DOCUMENT EXCERPT:
-------

Text Classification with FastText

FastText is renowned for its text classification speed — it can train on millions of documents in seconds:

import fasttext
import tempfile, os

# FastText format: __label__<label> text
train_data = """__label__tech The GPU ran out of memory during model training
__label__tech The API returned a 500 error after 30 seconds
__label__tech CUDA drivers need to be updated for PyTorch 2.0
__label__food The pasta needs more olive oil and fresh basil
__label__food Sourdough bread requires a 12-hour fermentation period
__label__food Roasting vegetables at 425°F brings out their natural sweetness
__label__finance The Federal Reserve raised rates by 25 basis points
__label__finance Q3 earnings exceeded analyst expectations by 12%
__label__finance The bond yield inverted ahead of the recession
"""

with tempfile.NamedTemporaryFile(mode='w', suffix='.txt', delete=False) as f:
    f.write(train_data)
    train_file = f.name

model = fasttext.train_supervised(
    input=train_file,
    epoch=50,
    lr=0.5,
    wordNgrams=2,      # bigram features
    dim=100,
    loss='softmax'
)

# Predict
tests = [
    "The model accuracy dropped after fine-tuning on new data",
    "Homemade pizza dough should rest for at least one hour",
    "Interest rates remain elevated despite recent inflation data"
]

for text in tests:
    label, confidence = model.predict(text)
    print(f"[{label[0].replace('__label__', ''):<10} {confidence[0]:.3f}] {text}")

Evaluating the Classifier

# Save test data
test_data = """__label__tech Backpropagation updates neural network weights iteratively
__label__food Season the chicken with salt pepper and lemon
__label__finance The stock market declined following the Fed announcement
"""

with tempfile.NamedTemporaryFile(mode='w', suffix='.txt', delete=False) as f:
    f.write(test_data)
    test_file = f.name

result = model.test(test_file)
print(f"Samples: {result[0]}")
print(f"Precision@1: {result[1]:.4f}")
print(f"Recall@1:    {result[2]:.4f}")

Loading Pre-Trained FastText Vectors

Meta provides pre-trained FastText vectors for 157 languages:

import fasttext
import fasttext.util

# Download English vectors (7.2GB compressed)
# fasttext.util.download_model('en', if_exists='ignore')

# Load the model
ft = fasttext.load_model('cc.en.300.bin')

# Get vectors
print(ft.get_word_vector("natural").shape)    # (300,)

-------

ENTRIES SUPPLIED:
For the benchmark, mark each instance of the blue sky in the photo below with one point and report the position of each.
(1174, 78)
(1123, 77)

-------

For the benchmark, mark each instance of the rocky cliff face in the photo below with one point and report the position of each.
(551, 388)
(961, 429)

-------

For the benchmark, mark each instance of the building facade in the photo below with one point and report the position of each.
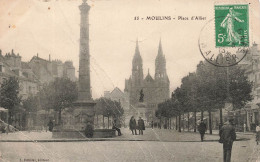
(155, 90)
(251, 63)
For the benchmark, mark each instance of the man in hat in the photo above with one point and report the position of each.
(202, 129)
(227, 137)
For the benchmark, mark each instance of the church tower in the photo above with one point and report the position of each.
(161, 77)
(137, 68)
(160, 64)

-------

WHAT IS EXPECTED: Please state the number of languages for which, according to the FastText excerpt, Meta provides pre-trained vectors.

EXPECTED ANSWER: 157 languages.